▶ [Stored data entries]
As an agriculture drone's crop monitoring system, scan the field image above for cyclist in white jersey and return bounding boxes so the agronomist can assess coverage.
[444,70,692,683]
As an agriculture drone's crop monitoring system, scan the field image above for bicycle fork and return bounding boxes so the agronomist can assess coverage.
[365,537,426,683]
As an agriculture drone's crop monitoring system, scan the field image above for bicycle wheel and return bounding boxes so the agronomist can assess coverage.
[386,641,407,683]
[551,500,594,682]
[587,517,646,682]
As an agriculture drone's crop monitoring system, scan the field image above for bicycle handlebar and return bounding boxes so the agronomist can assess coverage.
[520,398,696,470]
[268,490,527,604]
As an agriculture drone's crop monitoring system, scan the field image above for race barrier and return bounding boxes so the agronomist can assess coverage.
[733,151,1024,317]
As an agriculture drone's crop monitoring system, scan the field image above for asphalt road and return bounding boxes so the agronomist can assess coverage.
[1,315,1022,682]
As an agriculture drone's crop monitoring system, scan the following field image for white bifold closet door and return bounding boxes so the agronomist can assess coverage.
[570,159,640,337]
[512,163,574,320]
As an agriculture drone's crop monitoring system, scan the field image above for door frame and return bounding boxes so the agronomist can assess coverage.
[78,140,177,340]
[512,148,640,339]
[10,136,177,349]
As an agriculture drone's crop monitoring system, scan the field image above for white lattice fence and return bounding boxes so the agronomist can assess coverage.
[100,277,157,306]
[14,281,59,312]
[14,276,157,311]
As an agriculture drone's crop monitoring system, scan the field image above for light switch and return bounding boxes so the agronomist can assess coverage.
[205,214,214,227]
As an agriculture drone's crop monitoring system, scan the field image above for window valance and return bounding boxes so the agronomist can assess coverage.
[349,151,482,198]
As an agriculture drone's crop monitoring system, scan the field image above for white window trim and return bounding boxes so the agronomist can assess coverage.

▶ [What is needed] Your reply should be a verbatim retyping of the lines from the one that holds "for white lattice" through the last line of the entries.

▶ [Reply]
As an agriculture drone's crop monitoring system, scan the field image above for white lattice fence and return bounding boxes so the agronomist can assess coverage.
[100,277,157,306]
[14,281,59,312]
[14,276,157,311]
As an agriculture drone's crop monitoring system, scan the field image above for light switch and return bounding boxes so the agronomist can assess coverage.
[205,214,214,227]
As an agriculture drone's crop monitoring system, scan the field image above for window valance and return bounding boxes so the agronomist can assess coverage.
[349,151,482,198]
As an agriculture drone's crop monitoring system, scan the field image above for white window trim and return bounding boxes so the agronomist can assess coverage.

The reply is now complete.